• [EXERCISE DATA]

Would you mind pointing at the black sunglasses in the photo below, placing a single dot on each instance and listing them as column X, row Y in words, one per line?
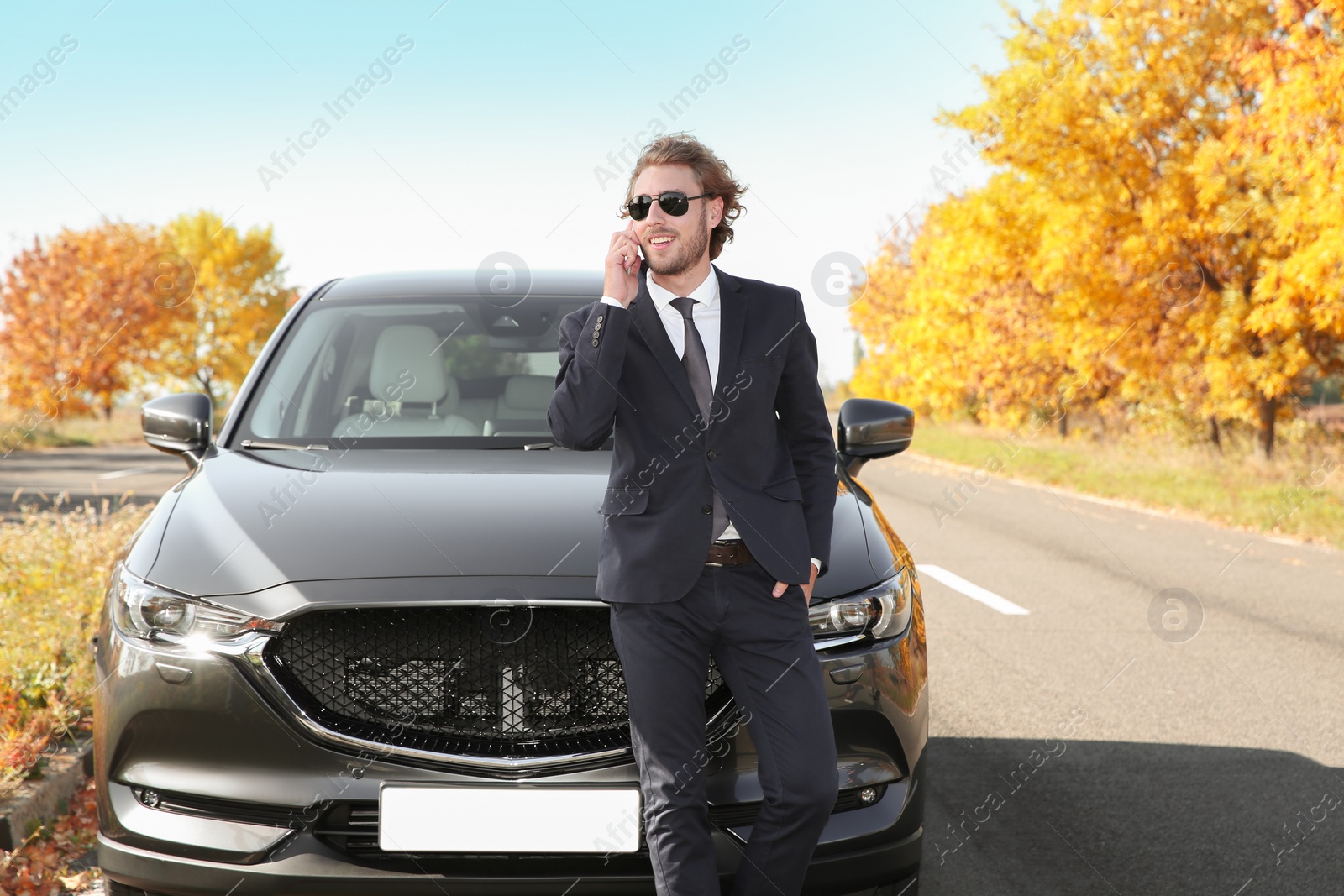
column 674, row 202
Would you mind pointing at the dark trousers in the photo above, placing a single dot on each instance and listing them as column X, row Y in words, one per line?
column 763, row 645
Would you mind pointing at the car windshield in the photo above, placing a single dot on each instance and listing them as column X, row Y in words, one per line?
column 410, row 372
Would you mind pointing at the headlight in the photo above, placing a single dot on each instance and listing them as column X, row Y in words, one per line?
column 143, row 610
column 880, row 611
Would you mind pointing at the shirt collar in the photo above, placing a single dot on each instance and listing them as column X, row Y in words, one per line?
column 706, row 293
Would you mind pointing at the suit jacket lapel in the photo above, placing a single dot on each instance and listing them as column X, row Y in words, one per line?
column 732, row 316
column 656, row 338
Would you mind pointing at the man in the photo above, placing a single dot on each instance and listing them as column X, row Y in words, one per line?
column 718, row 515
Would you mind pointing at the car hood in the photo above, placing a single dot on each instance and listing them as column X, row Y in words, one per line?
column 249, row 521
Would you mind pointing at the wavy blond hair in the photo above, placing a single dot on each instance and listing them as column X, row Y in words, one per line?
column 712, row 172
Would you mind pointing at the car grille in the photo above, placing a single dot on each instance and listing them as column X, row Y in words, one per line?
column 492, row 681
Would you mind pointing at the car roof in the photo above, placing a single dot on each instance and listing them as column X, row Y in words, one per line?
column 467, row 284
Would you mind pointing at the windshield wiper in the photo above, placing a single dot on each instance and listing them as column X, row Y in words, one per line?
column 282, row 446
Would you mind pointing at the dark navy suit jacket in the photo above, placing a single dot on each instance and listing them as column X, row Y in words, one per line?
column 766, row 446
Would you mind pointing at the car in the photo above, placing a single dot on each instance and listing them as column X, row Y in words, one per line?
column 356, row 647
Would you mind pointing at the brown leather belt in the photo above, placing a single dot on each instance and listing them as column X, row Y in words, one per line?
column 730, row 553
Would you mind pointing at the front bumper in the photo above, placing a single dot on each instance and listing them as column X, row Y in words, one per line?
column 245, row 794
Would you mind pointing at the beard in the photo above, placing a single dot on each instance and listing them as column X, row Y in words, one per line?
column 690, row 250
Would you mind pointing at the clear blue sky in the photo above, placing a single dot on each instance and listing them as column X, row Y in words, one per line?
column 491, row 130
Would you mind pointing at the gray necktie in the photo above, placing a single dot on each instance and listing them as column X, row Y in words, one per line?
column 698, row 371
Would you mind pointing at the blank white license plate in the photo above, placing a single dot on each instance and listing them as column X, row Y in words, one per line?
column 508, row 820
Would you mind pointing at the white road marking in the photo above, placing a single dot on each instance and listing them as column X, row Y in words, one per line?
column 134, row 470
column 972, row 590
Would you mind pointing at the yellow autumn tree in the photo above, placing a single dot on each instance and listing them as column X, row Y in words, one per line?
column 237, row 298
column 78, row 320
column 1273, row 186
column 1122, row 270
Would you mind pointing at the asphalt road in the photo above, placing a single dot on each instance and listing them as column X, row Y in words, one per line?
column 1088, row 735
column 1095, row 745
column 69, row 477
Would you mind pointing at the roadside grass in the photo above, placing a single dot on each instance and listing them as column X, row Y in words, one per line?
column 1297, row 495
column 53, row 575
column 121, row 429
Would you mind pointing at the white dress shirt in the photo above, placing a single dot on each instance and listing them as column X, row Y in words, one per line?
column 706, row 316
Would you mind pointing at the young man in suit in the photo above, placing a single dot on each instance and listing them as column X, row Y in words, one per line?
column 718, row 515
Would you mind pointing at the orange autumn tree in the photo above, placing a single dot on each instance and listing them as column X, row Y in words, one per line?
column 239, row 297
column 77, row 322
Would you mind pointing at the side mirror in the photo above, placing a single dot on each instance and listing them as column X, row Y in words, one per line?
column 178, row 425
column 870, row 429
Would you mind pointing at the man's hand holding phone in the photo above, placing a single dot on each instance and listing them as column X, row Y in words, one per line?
column 622, row 266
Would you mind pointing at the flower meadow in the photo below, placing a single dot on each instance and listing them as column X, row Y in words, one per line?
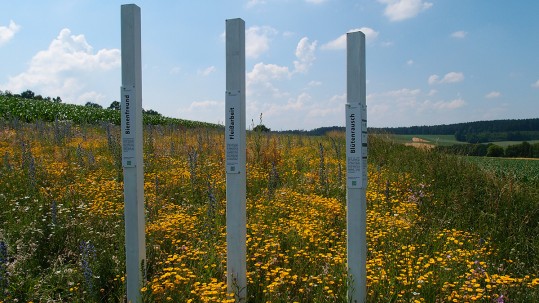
column 438, row 228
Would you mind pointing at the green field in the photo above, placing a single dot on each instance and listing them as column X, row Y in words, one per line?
column 433, row 139
column 523, row 170
column 446, row 140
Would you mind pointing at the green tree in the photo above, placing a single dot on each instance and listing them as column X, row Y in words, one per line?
column 115, row 105
column 28, row 94
column 92, row 104
column 261, row 128
column 494, row 150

• [WHAT IS EXPECTED] Please keep the pictures out and reproduce the records above exactly.

• [OUTPUT OF THE TASK]
Would you mind pointing at the black sunglasses in the photo below, placing a single dot on each instance and listing them as column X, row Y in words, one per line?
column 674, row 202
Would you mind pointing at the dark trousers in the photo above, placing a single dot on each instance and listing them as column X, row Y in words, one per line?
column 763, row 645
Would you mind pointing at the car windshield in the photo above, placing a single dot on each instance and listing them as column X, row Y in words, one per line?
column 410, row 372
Would you mind pointing at the headlight in the photo above, placing a single dot on each instance and listing them as column X, row Y in words, one per line?
column 143, row 610
column 880, row 611
Would you mind pointing at the shirt collar in the photo above, placing a single dot on each instance and listing them as column X, row Y in words, one per line?
column 706, row 293
Would you mind pointing at the suit jacket lapel in the photo above, placing a single dot on each instance and listing them as column X, row Y in words, one per line?
column 732, row 316
column 656, row 338
Would you mind pointing at the man in the photo above, placing a single dot on each instance and listing them as column X, row Y in words, one per line?
column 718, row 515
Would you mind pointing at the car hood in the photo above, placing a single dot on each instance and listing them as column X, row Y in words, one per line?
column 249, row 521
Would you mind pointing at the wavy blond hair in the photo above, placing a single dot on each instance and listing them as column X, row Y in words, one per line?
column 712, row 172
Would you mind pointing at the car grille in the photo above, placing a single dot on each instance and listing them as column X, row Y in words, one per line?
column 492, row 681
Would you mind pointing at the car roof in the photo above, placing a single dot on each instance and listing them as column X, row Y in words, one per line?
column 467, row 284
Would you mind pointing at the windshield wiper in the photo above, placing a single dot on each instance and listing them as column X, row Y in words, one per line?
column 282, row 446
Would you mind pointing at the dark navy suit jacket in the photo above, placing a single dot on each instance and listing them as column X, row Y in words, one per line?
column 766, row 446
Would you mind pointing at the car in the photo above, placing a single dot on each instance and listing them as column X, row Y in words, one per line?
column 356, row 647
Would you mind pointing at the brown leather belt in the photo above, placing a single dot on each instance and listing them as column X, row Y in words, one per line?
column 730, row 553
Would you mind pointing at the front bumper in the photo above, placing a single dot on each instance and listing them as column X, row Y in words, one per line?
column 245, row 794
Would you mind pointing at the beard in the photo above, placing a single dot on each instance and listing them as column X, row Y in words, one per line?
column 690, row 250
Would you mind pointing at the clear blue sky in the photo above, placing a single dot on each instance and listing them as column X, row Y in words, one per line?
column 491, row 130
Would you mind pointing at the gray necktie in the photo above, placing a single dot on each instance and listing them as column X, row Y in words, one per line?
column 698, row 371
Would you mind pointing at the blank white license plate in the photo above, placing a single dot on each instance and listing them as column X, row Y in words, one per line?
column 508, row 820
Would you mind pointing at the white road marking in the photo above, placing a single dot on each instance and listing them as column X, row Y in words, one per line?
column 134, row 470
column 972, row 590
Would you mind pointing at the yellow autumn tree in the photo above, placing a single dot on each instance and listing them as column X, row Y in words, one per line?
column 237, row 298
column 78, row 320
column 1273, row 186
column 1122, row 270
Would you mind pointing at the asphalt road in the photo above, placing a single dot on each instance and listing them as column X, row Y in words, one per line?
column 1088, row 735
column 1095, row 745
column 69, row 477
Would you mind pointing at the roadside grass in the photo above, placing a single dot on each instance and listing them as column X, row Y in words, one per line?
column 1297, row 495
column 53, row 575
column 121, row 429
Would you mind pointing at the white dress shirt in the photo above, placing a single dot on each instance and listing them as column X, row Y in words, one per line?
column 706, row 316
Would you mind pointing at the young man in suit in the photo above, placing a single dot on each instance and listing them as column X, row Y in words, one per line?
column 718, row 515
Would you mind pointing at the orange autumn tree in the photo above, placing a single dot on each instance and listing them as column X, row Y in words, one per line?
column 239, row 297
column 77, row 322
Would you mind pointing at the side mirror in the photo above, placing a single dot on each instance and listing them as column X, row Y in words, one per line?
column 178, row 425
column 870, row 429
Would you mind pointing at the man's hand holding phone in the photo above, placing a single dot on each instance and listing them as column X, row Y in words, one per line?
column 622, row 266
Would you mind pointing at the flower meadow in the photo below, placing a single dot on each instance and listing them as column X, row Y in words, one per line?
column 438, row 228
Would you mind pointing at the green field in the photo above, placing a single dot on each instance and listing them as column X, row Y in words, one per line?
column 433, row 139
column 523, row 170
column 446, row 140
Would you mind pointing at the green tree in the photo above, placing a single dot on each instance and listing them as column X, row Y in words, one per line?
column 115, row 105
column 28, row 94
column 92, row 104
column 261, row 128
column 494, row 150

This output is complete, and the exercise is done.